>> BEGIN Task data

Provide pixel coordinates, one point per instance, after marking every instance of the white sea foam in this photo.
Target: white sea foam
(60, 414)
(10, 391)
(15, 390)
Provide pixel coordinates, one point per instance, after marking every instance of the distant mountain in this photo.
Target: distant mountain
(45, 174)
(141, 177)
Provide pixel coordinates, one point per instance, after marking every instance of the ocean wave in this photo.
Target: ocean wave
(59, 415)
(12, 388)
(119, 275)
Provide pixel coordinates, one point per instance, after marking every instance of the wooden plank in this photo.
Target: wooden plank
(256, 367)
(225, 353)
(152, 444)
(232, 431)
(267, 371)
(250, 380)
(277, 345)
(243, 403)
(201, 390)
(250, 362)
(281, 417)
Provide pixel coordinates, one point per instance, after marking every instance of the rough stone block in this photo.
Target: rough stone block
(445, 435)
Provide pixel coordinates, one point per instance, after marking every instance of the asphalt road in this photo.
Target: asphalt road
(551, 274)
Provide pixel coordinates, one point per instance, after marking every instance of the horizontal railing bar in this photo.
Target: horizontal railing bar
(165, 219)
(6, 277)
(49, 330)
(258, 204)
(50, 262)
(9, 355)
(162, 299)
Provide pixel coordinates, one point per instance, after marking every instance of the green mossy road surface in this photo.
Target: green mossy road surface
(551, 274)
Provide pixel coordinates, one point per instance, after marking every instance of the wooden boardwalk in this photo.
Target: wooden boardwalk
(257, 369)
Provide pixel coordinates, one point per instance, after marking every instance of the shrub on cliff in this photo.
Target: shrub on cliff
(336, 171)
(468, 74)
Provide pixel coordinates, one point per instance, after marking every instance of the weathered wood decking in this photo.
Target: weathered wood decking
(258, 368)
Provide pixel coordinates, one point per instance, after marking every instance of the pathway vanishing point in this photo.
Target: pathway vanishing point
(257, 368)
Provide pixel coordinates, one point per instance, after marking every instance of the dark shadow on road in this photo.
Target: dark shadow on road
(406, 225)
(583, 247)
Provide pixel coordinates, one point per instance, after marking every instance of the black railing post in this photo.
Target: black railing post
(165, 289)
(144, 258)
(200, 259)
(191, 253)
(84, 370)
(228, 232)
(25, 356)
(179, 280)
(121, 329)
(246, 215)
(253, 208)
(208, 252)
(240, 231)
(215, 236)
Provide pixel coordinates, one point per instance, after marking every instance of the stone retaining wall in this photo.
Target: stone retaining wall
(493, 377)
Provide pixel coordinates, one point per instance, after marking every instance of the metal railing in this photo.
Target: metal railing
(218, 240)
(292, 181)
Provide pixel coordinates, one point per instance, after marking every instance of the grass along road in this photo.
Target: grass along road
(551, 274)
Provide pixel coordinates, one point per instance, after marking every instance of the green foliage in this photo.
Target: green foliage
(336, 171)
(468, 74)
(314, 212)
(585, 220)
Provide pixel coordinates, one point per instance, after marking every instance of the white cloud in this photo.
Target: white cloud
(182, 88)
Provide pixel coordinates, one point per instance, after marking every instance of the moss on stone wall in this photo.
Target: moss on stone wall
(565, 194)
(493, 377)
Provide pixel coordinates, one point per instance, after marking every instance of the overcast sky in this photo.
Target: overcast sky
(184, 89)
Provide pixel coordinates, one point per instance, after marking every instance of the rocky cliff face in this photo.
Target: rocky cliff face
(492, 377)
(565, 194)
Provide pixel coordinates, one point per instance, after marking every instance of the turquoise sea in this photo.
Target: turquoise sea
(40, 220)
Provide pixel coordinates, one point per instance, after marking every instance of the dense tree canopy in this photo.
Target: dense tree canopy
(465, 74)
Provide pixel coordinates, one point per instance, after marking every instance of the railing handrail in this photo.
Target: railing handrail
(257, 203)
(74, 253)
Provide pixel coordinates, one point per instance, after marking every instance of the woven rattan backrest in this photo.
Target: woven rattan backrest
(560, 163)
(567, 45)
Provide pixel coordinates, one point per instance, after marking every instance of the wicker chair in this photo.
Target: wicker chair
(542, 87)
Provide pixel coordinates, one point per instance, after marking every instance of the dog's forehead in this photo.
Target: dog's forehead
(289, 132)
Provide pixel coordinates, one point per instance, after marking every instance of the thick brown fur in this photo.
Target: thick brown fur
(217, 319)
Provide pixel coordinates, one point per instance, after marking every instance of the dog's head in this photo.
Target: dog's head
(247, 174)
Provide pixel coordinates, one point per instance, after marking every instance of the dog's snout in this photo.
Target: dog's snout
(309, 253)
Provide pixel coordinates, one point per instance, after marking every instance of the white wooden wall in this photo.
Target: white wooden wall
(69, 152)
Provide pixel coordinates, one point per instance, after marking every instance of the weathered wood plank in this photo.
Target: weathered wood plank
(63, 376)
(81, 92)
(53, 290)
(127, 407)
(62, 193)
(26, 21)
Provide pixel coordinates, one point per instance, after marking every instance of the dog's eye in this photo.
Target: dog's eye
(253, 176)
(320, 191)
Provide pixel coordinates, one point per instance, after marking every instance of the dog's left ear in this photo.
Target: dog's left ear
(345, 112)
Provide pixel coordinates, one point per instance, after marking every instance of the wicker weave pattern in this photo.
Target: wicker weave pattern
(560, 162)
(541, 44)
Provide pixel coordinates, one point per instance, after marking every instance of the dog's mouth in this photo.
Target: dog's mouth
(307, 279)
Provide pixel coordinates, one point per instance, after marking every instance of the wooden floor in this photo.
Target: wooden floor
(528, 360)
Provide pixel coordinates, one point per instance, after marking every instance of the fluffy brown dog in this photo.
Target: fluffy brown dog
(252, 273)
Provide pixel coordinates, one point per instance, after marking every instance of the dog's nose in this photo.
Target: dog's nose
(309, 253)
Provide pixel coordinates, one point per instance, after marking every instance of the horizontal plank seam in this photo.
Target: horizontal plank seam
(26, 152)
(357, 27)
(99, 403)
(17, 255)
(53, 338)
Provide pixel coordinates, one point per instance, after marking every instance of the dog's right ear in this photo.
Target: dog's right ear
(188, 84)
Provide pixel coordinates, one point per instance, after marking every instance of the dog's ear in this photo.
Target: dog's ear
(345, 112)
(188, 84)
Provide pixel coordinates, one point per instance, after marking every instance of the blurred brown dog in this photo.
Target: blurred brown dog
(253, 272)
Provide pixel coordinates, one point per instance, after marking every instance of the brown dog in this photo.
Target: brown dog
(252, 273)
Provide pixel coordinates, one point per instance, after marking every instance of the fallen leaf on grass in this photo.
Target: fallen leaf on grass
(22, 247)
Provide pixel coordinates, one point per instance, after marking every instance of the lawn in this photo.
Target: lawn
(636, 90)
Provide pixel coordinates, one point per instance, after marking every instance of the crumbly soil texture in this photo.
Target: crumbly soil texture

>> END Task data

### [Objective]
All of the entries above should be written out again exactly.

### [The completed task]
Provide pixel coordinates, one point per instance, after marking every instance of the white sea foam in this photo.
Target: white sea foam
(60, 414)
(10, 391)
(15, 390)
Provide pixel coordinates, one point per instance, after marking every instance of the distant mountain in this photo.
Target: distant mountain
(45, 174)
(141, 177)
Provide pixel coordinates, one point per instance, after marking every instance of the ocean wave in this photo.
Target: ocean wave
(59, 415)
(12, 388)
(119, 275)
Provide pixel coordinates, one point per instance, after marking every instance of the wooden plank in this photo.
Target: wooden plank
(256, 367)
(225, 353)
(152, 444)
(232, 431)
(267, 371)
(250, 380)
(277, 345)
(243, 403)
(201, 390)
(250, 362)
(281, 417)
Provide pixel coordinates, one point per instance, after marking every instance of the rough stone block in this photo.
Target: rough stone block
(445, 435)
Provide pixel coordinates, one point per instance, after marking every instance of the asphalt road in this photo.
Target: asphalt road
(551, 274)
Provide pixel coordinates, one point per instance, after marking every instance of the horizontal railing bar in this photo.
Target: horizontal railing bar
(165, 219)
(6, 277)
(49, 330)
(258, 204)
(50, 262)
(9, 355)
(162, 299)
Provide pixel coordinates, one point per instance, after marking every instance of the green mossy road surface in this photo.
Target: green mossy road surface
(551, 274)
Provide pixel coordinates, one point per instance, after marking every instance of the wooden boardwalk in this photo.
Target: wooden boardwalk
(257, 369)
Provide pixel coordinates, one point per instance, after marking every instance of the shrub on cliff in this photo.
Target: shrub on cliff
(336, 171)
(468, 74)
Provide pixel coordinates, one point per instance, after marking every instance of the weathered wood decking in this photo.
Target: weathered wood decking
(258, 368)
Provide pixel coordinates, one point per instance, after marking every instance of the pathway vanishing point in this photo.
Target: pathway vanishing point
(257, 368)
Provide pixel coordinates, one point per instance, after marking every instance of the dark shadow on road in this photo.
Target: dark shadow on road
(406, 225)
(583, 247)
Provide pixel coordinates, one point per instance, after marking every instance of the black railing post in this photo.
Target: black railing post
(165, 289)
(144, 258)
(200, 259)
(191, 253)
(84, 370)
(228, 232)
(25, 356)
(179, 280)
(121, 329)
(246, 215)
(253, 208)
(208, 252)
(240, 231)
(215, 236)
Provide pixel coordinates, one point per instance, after marking every instance of the stone retaining wall in this photo.
Target: stone retaining wall
(493, 377)
Provide pixel coordinates, one point per instance, after marking every instance of the metal railing in this photo.
Target: metal railing
(218, 240)
(292, 181)
Provide pixel coordinates, one point per instance, after marking every instance of the grass along road in this photo.
Target: grass along road
(551, 274)
Provide pixel coordinates, one point per instance, after marking every instance of the green foliage in this photo.
Target: green foliage
(336, 171)
(468, 74)
(314, 212)
(585, 220)
Provide pixel coordinates, one point per instance, after marking every instance of the white cloud in this photo.
Target: white cloud
(182, 88)
Provide pixel coordinates, one point per instance, after marking every instance of the moss on stone wall in this photo.
Target: moss on stone wall
(565, 194)
(493, 377)
Provide pixel coordinates, one point per instance, after marking every instance of the overcast sky in this photo.
Target: overcast sky
(184, 89)
Provide pixel coordinates, one point per instance, after marking every instance of the rocky cliff face in this photo.
Target: rocky cliff face
(492, 377)
(565, 194)
Provide pixel coordinates, one point per instance, after marking every instance of the turquoise sea in this photo.
Target: turquoise sea
(40, 220)
Provide pixel coordinates, one point per instance, after marking every instance of the dense tree canopy in this photo.
Target: dense tree canopy
(465, 74)
Provide pixel coordinates, one point per instance, after marking every instance of the railing handrail in this photo.
Target: railing handrail
(257, 203)
(74, 253)
Provide pixel coordinates, one point per instance, after marking every instance of the woven rattan backrest in this photo.
Target: woven rattan backrest
(560, 163)
(567, 45)
Provide pixel coordinates, one point per instance, after marking every instance of the wicker chair in this photo.
Target: wicker chair
(542, 87)
Provide pixel coordinates, one point per instance, after marking every instance of the dog's forehead in this photo.
Target: dog's forehead
(289, 132)
Provide pixel coordinates, one point per instance, after marking every instance of the thick brown fur in this photo.
Target: thick brown fur
(217, 319)
Provide pixel coordinates, one point per instance, after marking every instance of the dog's head in this photo.
Target: dog's head
(247, 174)
Provide pixel coordinates, one point per instance, after marking every instance of the dog's snout in this photo.
Target: dog's snout
(309, 253)
Provide pixel coordinates, one point per instance, after marking every instance of the white wooden wall in this photo.
Target: white wooden wall
(69, 152)
Provide pixel coordinates, one point per instance, after marking every instance of the weathered wood plank in this photo.
Target: weathered wood plank
(63, 376)
(81, 92)
(53, 290)
(127, 407)
(62, 193)
(26, 21)
Provide pixel coordinates, one point per instance, after marking every instance of the dog's eye in this photo.
Target: dog's eye
(253, 176)
(320, 191)
Provide pixel coordinates, one point per instance, after marking every instance of the dog's left ear in this photo.
Target: dog's left ear
(345, 112)
Provide pixel coordinates, one point per instance, after marking every instance of the wicker weave pattern in this photo.
Target: wicker weave pattern
(560, 162)
(541, 44)
Provide pixel coordinates, one point per instance, after marking every instance of the dog's mouth in this photo.
Target: dog's mouth
(307, 279)
Provide pixel coordinates, one point per instance, after marking every instance of the wooden floor in this photo.
Target: wooden floor
(528, 360)
Provide pixel coordinates, one point per instance, after marking every instance of the fluffy brown dog in this photo.
Target: fluffy brown dog
(252, 273)
Provide pixel coordinates, one point per instance, after marking every instance of the dog's nose in this photo.
Target: dog's nose
(309, 253)
Provide pixel coordinates, one point per instance, after marking every instance of the horizontal plank seam in this photo.
Target: horizontal plank seam
(26, 152)
(357, 27)
(99, 403)
(17, 255)
(53, 338)
Provide pixel coordinates, one point per instance, after marking every instance of the dog's right ear in this photo.
Target: dog's right ear
(188, 84)
Provide pixel coordinates, one point per instance, after marking every instance of the dog's ear in this photo.
Target: dog's ear
(345, 112)
(188, 84)
Provide pixel coordinates, one point per instance, after marking every instance of the blurred brown dog in this photo.
Target: blurred brown dog
(253, 272)
Provide pixel coordinates, one point per instance, after marking every instance of the brown dog in this photo.
Target: brown dog
(252, 273)
Provide pixel coordinates, one point per instance, after marking every instance of the fallen leaf on grass in this photo.
Target: fallen leaf on grass
(22, 247)
Provide pixel coordinates, one point per instance, after marking every instance of the lawn in this photo.
Target: lawn
(636, 90)
Provide pixel coordinates, one point per instance, after marking every instance of the crumbly soil texture in this photo.
Target: crumbly soil texture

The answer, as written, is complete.